= TEXTAUSZUG =
# # # # # # #

Stell Dir vor es ist Viehmarkt und keiner geht hin! Solche Ängste muss man in Bad Vilbel nicht hegen, denn der Viehmarkt ist schon ein ganz besonderes Ereignis, bei dem sich Jung und Alt, Groß und Klein einfinden, um die prächtigen Zuchtexemplare unserer Landwirte von allen Seiten zu bewundern. „Wo gibt es das noch, dass man so früh schon so viele Leute bei einer Ausstellung begrüßen kann“, freut sich Bürgermeister Dr. Thomas Stöhr über die Besucherflut bei der 58. Ausgabe der Bezirkstierschau.
Bad Vilbel. Das Wetter war diesmal geradezu optimal für den Spaziergang über das Marktgelände an der Büdinger Straße. Der Himmel hellgrau, die Temperaturen erträglich. Bereits in aller Früh brachten die ersten Landwirte ihre Tiere in Stellung, kümmerten sich um reichlich Stroh, damit sich ihre „Schützlinge“ auf dem fremden Gelände und bei dem zu erwartenden Rummel in der Fremde halbwegs wie zu Hause fühlen. Da wurde das Fell gebürstet, die Kühe, die sich auf dem Transport mal wieder ganz eingesaut hatten, abgespritzt, die Euter geputzt und die Schwänze gestriegelt, dann wird die Sau rausgelassen aus dem geschlossenen Anhänger, gleich ein Dutzend Ferkel hetzen hinterher. Plötzlich ist da jede Menge Bewegung auf dem Ausstellungsgelände, Ziegen, Schafe, Rinder und die obligaten Ponys, hübsch zurechtfrisiert.

# # # # # # #

Zeilen des Datensatzes:
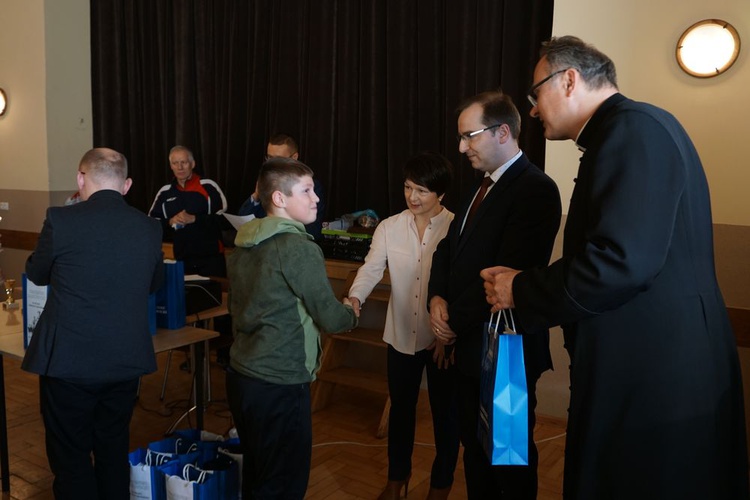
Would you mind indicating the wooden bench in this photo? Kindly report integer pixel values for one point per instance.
(334, 369)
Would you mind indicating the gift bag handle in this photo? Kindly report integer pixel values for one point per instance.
(201, 473)
(510, 329)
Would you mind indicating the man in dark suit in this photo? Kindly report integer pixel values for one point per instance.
(656, 408)
(101, 258)
(516, 221)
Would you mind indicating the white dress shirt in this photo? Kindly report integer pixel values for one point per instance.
(396, 244)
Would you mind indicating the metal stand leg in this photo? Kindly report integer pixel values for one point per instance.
(4, 465)
(198, 354)
(166, 375)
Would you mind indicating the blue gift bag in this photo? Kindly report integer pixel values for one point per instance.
(503, 401)
(147, 474)
(170, 298)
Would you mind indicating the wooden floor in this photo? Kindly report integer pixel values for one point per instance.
(349, 462)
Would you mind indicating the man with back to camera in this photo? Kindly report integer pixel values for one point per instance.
(516, 221)
(284, 146)
(101, 258)
(656, 409)
(190, 209)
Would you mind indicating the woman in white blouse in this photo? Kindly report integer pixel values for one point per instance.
(405, 243)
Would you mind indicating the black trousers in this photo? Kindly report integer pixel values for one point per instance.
(404, 381)
(87, 437)
(483, 480)
(274, 424)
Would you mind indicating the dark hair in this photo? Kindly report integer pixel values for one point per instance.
(284, 140)
(431, 170)
(279, 174)
(596, 69)
(497, 108)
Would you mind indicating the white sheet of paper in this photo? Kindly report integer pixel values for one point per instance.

# # # # # # #

= AUFGABEN UND ÜBUNGEN =
a - Zieh aus den Zeilen alle heraus, in denen das Wort „wooden“ vorkommt, und achte dabei auf Groß- und Kleinschreibung.
b - Führe den Text über den Viehmarkt in Bad Vilbel im Anschluss an seinen letzten Satz weiter.

= GEGEBENE ANTWORTEN =
a -
Would you mind indicating the wooden bench in this photo? Kindly report integer pixel values for one point per instance.
Would you mind indicating the wooden floor in this photo? Kindly report integer pixel values for one point per instance.

b -
Ein strammer Bursche
Allmählich trudeln auch die ersten Besucher ein, Mütter mit Kinderwagen, Opas und Omas mit Enkelkindern an der Hand. Gegen 10 Uhr war es rappelvoll auf dem Gelände und Bürgermeister Dr. Thomas Stöhr brillierte als versierter Conferencier, sprach über die reiche Marktgeschichte, über die Besonderheiten der Vilbeler Tradition, über Tierzucht und den Stolz der Vilbeler, dass sich der Viehmarkt in der Quellenstadt gehalten hat, „denn es gibt nicht mehr viele“, so Dr. Stöhr am Mikrofon. Reihum stellte er die Tierzüchter vor, manche zeigen hier seit vielen Jahren regelmäßig Präsenz, man kennt sich also.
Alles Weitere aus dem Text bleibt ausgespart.